■ Task to complete ■
An exact copy of every entry below is needed.

■ Records provided ■
^^^^^^^^

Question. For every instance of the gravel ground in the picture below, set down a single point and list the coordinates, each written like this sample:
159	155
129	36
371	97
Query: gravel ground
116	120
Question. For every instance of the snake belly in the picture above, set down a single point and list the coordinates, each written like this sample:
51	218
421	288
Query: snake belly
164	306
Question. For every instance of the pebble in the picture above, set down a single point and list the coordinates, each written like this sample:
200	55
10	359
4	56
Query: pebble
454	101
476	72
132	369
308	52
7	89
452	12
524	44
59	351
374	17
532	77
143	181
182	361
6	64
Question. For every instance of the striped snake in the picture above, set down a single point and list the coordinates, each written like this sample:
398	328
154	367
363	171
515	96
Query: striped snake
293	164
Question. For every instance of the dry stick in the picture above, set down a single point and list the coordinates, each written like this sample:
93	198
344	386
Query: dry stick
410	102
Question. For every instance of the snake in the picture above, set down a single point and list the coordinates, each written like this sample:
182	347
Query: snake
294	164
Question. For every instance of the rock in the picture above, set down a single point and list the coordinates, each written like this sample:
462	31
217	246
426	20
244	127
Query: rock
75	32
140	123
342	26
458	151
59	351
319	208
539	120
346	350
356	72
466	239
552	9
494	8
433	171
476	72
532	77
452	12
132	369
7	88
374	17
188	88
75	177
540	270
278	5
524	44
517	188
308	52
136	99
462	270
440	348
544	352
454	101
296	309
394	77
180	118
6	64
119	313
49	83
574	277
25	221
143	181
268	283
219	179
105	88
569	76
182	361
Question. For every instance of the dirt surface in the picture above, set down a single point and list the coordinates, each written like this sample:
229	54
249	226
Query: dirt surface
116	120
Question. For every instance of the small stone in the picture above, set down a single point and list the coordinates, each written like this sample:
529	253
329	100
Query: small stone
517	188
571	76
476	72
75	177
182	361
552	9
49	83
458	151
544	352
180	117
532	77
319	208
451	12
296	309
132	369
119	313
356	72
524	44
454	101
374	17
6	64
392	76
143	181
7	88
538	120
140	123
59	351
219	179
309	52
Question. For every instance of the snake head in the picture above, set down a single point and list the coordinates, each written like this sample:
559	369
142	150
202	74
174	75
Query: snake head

^^^^^^^^

■ Finished task ■
Question. For every instance of the gravel ground in the picture below, set down a single point and list the coordinates, each written like this sample:
159	155
129	36
371	97
Query: gravel ground
116	120
Question. For every instance of the snake belly in the picture above, set down a single point and list the coordinates, each written like this sample:
51	218
421	288
Query: snake belly
164	306
Question. For every instance of the pebble in the picture above, set down a single point and list the coordinates, each written like this sample:
200	55
10	359
4	56
Query: pebble
454	101
476	72
132	369
308	52
7	89
452	12
524	44
59	351
374	17
532	77
143	181
182	361
6	64
Question. For every instance of the striped snake in the picture above, set down a single point and list the coordinates, each written like this sample:
398	328
154	367
363	171
515	96
Query: striped snake
293	164
Question. For every instance of the dry stick in the picture above, set down a single point and list the coordinates, each written like this sample:
93	198
344	386
Query: dry stick
410	102
Question. For every instance of the snake in the picture above, set down a single point and list the coordinates, each written like this sample:
182	347
Query: snake
294	164
Question. For every instance of the rock in the picture above, set down a single point and list the coordinates, each written like this sample:
462	31
217	246
426	20
244	127
Query: rock
75	32
140	123
342	26
458	151
59	351
319	208
539	120
346	350
356	72
466	239
552	9
494	8
433	171
476	72
532	77
452	12
132	369
7	88
374	17
188	88
75	177
540	270
278	5
524	44
517	188
308	52
136	99
462	270
440	348
544	352
454	101
296	309
394	77
180	118
6	64
119	313
49	83
574	277
25	221
143	181
268	283
219	179
105	88
569	76
182	361
Question. For every instance of the dirt surface in the picture above, set down a single point and list the coordinates, each written like this sample:
229	54
249	226
Query: dirt surface
116	120
Question. For every instance of the small stone in the picture above, set down a single point and list the coordinates, each written like this sample:
529	253
329	100
Query: small stone
517	188
571	76
476	72
75	177
182	361
552	9
49	83
458	151
544	352
180	117
532	77
319	208
451	12
296	309
132	369
119	313
356	72
524	44
454	101
374	17
6	64
392	76
143	181
7	88
538	120
140	123
59	351
219	179
309	52
Question. For every instance of the snake head in the picture above, set down a single point and list the coordinates, each written like this sample:
559	369
142	150
202	74
174	75
Query: snake head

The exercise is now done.